### [WHAT YOU ARE ASKED TO DO]
Convert every line of the listing below into a Markdown table with the columns "Row" and "Line," numbering each row and omitting blank lines.

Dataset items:
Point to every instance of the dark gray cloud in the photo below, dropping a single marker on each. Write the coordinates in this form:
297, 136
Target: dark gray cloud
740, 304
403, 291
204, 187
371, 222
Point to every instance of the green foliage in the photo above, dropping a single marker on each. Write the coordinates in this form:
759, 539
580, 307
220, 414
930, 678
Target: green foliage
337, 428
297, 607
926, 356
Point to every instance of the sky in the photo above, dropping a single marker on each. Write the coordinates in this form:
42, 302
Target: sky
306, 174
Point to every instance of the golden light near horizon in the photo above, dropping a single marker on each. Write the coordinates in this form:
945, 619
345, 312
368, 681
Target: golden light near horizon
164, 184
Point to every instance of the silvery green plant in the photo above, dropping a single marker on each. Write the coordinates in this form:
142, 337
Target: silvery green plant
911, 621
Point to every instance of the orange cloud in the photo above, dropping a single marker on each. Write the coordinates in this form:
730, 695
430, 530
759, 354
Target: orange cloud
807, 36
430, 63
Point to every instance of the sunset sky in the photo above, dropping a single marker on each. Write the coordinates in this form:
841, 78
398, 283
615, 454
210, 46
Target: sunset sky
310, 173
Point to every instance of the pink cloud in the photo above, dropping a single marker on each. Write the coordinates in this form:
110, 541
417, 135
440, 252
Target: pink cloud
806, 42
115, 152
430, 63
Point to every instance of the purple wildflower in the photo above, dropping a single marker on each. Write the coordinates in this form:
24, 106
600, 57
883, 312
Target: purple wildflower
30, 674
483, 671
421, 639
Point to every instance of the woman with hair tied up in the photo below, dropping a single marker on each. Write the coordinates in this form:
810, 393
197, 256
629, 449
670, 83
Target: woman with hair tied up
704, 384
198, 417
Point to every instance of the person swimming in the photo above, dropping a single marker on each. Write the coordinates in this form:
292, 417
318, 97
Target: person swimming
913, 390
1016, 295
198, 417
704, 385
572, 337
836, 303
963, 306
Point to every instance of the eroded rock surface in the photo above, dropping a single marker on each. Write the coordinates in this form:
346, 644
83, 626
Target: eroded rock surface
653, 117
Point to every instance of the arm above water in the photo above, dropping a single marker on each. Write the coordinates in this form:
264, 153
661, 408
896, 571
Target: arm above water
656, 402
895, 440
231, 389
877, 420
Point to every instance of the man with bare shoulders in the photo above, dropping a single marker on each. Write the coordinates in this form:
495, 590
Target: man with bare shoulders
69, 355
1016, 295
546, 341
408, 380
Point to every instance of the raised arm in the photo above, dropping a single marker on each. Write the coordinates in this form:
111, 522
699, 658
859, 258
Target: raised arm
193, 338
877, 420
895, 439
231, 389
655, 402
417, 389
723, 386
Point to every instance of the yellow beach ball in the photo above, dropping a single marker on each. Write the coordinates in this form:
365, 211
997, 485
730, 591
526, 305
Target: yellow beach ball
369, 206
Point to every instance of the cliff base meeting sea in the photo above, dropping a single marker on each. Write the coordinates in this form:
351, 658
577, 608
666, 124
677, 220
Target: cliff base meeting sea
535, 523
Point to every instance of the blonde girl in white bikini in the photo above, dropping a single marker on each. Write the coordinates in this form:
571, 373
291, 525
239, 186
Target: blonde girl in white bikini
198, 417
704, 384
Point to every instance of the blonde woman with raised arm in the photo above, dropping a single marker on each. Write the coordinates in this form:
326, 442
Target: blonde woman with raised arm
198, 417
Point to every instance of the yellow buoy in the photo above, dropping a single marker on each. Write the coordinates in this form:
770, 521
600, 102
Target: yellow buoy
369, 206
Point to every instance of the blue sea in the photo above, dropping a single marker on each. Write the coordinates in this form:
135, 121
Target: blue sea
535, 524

### [REPLY]
| Row | Line |
|---|---|
| 1 | Point to every instance of the dark gray cloud in the photo below, dropping a single marker on each. Write the coordinates in this form: |
| 2 | 297, 136 |
| 3 | Target: dark gray cloud |
| 4 | 740, 304 |
| 5 | 403, 291 |
| 6 | 204, 187 |
| 7 | 371, 222 |
| 8 | Point to every instance of the green foliage in the photo above, dropping a single marker on each. Write the coordinates in this form: |
| 9 | 759, 539 |
| 10 | 580, 307 |
| 11 | 220, 414 |
| 12 | 930, 678 |
| 13 | Target: green foliage |
| 14 | 337, 428 |
| 15 | 297, 607 |
| 16 | 926, 356 |
| 17 | Point to every instance of the sky in the photo above, dropping a single marker on each. Write the coordinates in this form: |
| 18 | 42, 302 |
| 19 | Target: sky |
| 20 | 306, 174 |
| 21 | Point to every instance of the golden light near horizon in the photo above, dropping a single marker on each. Write the coordinates in this form: |
| 22 | 945, 619 |
| 23 | 345, 312 |
| 24 | 368, 681 |
| 25 | Target: golden light near horizon |
| 26 | 164, 184 |
| 27 | Point to every instance of the silvery green plant in the photo above, dropping a single marker on each. Write the coordinates in this form: |
| 28 | 142, 337 |
| 29 | Target: silvery green plant |
| 30 | 911, 621 |
| 31 | Point to every instance of the orange cloud in the photo above, dropping a single marker on each. Write the coordinates in this form: |
| 32 | 730, 695 |
| 33 | 430, 530 |
| 34 | 759, 354 |
| 35 | Target: orange cloud |
| 36 | 807, 36 |
| 37 | 430, 63 |
| 38 | Point to every instance of the sunset sky in the photo above, dropping a single marker on each. Write the coordinates in this form: |
| 39 | 841, 78 |
| 40 | 398, 283 |
| 41 | 615, 454 |
| 42 | 210, 46 |
| 43 | Target: sunset sky |
| 44 | 310, 173 |
| 45 | Point to every instance of the pink cloud in the photo above, dropping a single marker on each. Write the coordinates in this form: |
| 46 | 110, 541 |
| 47 | 417, 135 |
| 48 | 440, 252 |
| 49 | Target: pink cloud |
| 50 | 806, 42 |
| 51 | 115, 152 |
| 52 | 430, 63 |
| 53 | Point to every instance of the purple wildflower in the photo above, dropping a single marker on each. Write the coordinates in this form: |
| 54 | 24, 106 |
| 55 | 600, 57 |
| 56 | 883, 312 |
| 57 | Target: purple wildflower |
| 58 | 30, 674 |
| 59 | 483, 671 |
| 60 | 421, 639 |
| 61 | Point to every instance of the woman with hair tied up in the photo below, dropping a single marker on each. Write the coordinates in this form: |
| 62 | 810, 393 |
| 63 | 197, 256 |
| 64 | 629, 449 |
| 65 | 670, 83 |
| 66 | Target: woman with hair tied up |
| 67 | 704, 384 |
| 68 | 198, 417 |
| 69 | Point to every instance of the person swimming in the photo above, dropping a single marker on each. Write the coordinates in this form: |
| 70 | 292, 417 |
| 71 | 318, 97 |
| 72 | Target: person swimming |
| 73 | 913, 390 |
| 74 | 1016, 295 |
| 75 | 198, 417 |
| 76 | 704, 385 |
| 77 | 572, 337 |
| 78 | 836, 303 |
| 79 | 963, 306 |
| 80 | Point to every instance of the eroded rock surface in the photo above, dropping a single marker on each. Write the coordinates in this form: |
| 81 | 346, 644 |
| 82 | 83, 626 |
| 83 | Target: eroded rock surface |
| 84 | 653, 117 |
| 85 | Point to every instance of the arm above water in the photo above, dropping a single marker on each. Write the coordinates in this form: |
| 86 | 264, 153 |
| 87 | 661, 408 |
| 88 | 896, 571 |
| 89 | Target: arm above water |
| 90 | 656, 402 |
| 91 | 895, 440 |
| 92 | 231, 389 |
| 93 | 877, 420 |
| 94 | Point to every instance of the man with bare shoulders in the photo above, dropping a single marker on each. Write the coordinates in this form: |
| 95 | 495, 590 |
| 96 | Target: man with bare shoulders |
| 97 | 69, 355 |
| 98 | 1016, 295 |
| 99 | 546, 341 |
| 100 | 408, 380 |
| 101 | Point to every instance of the raised arm in the photo above, dropping a single marker on each. Write the coordinates in this form: |
| 102 | 111, 522 |
| 103 | 699, 658 |
| 104 | 859, 258 |
| 105 | Target: raised arm |
| 106 | 193, 338 |
| 107 | 877, 420 |
| 108 | 895, 439 |
| 109 | 231, 389 |
| 110 | 655, 402 |
| 111 | 417, 389 |
| 112 | 723, 386 |
| 113 | Point to every instance of the yellow beach ball in the photo above, dropping a single marker on each. Write the coordinates in this form: |
| 114 | 365, 211 |
| 115 | 997, 485 |
| 116 | 730, 591 |
| 117 | 526, 305 |
| 118 | Target: yellow beach ball |
| 119 | 369, 206 |
| 120 | Point to every instance of the cliff base meeting sea in the photo above, dropping a single marker on each. Write the coordinates in this form: |
| 121 | 351, 658 |
| 122 | 577, 608 |
| 123 | 666, 124 |
| 124 | 677, 220 |
| 125 | Target: cliff base meeting sea |
| 126 | 535, 523 |
| 127 | Point to every instance of the blonde girl in white bikini in the photo above, dropping a single marker on each. Write the coordinates in this form: |
| 128 | 571, 373 |
| 129 | 291, 525 |
| 130 | 239, 186 |
| 131 | Target: blonde girl in white bikini |
| 132 | 198, 417 |
| 133 | 704, 384 |
| 134 | Point to every instance of the blonde woman with raised arm in the photo above, dropping a single marker on each. Write the coordinates in this form: |
| 135 | 326, 442 |
| 136 | Target: blonde woman with raised arm |
| 137 | 198, 417 |
| 138 | Point to every instance of the yellow buoy in the photo above, dropping a single marker on each. Write the coordinates in this form: |
| 139 | 770, 521 |
| 140 | 600, 102 |
| 141 | Target: yellow buoy |
| 142 | 369, 206 |
| 143 | Point to every instance of the blue sea in the photo above, dropping a single marker on each. Write the coordinates in this form: |
| 144 | 135, 121 |
| 145 | Target: blue sea |
| 146 | 535, 524 |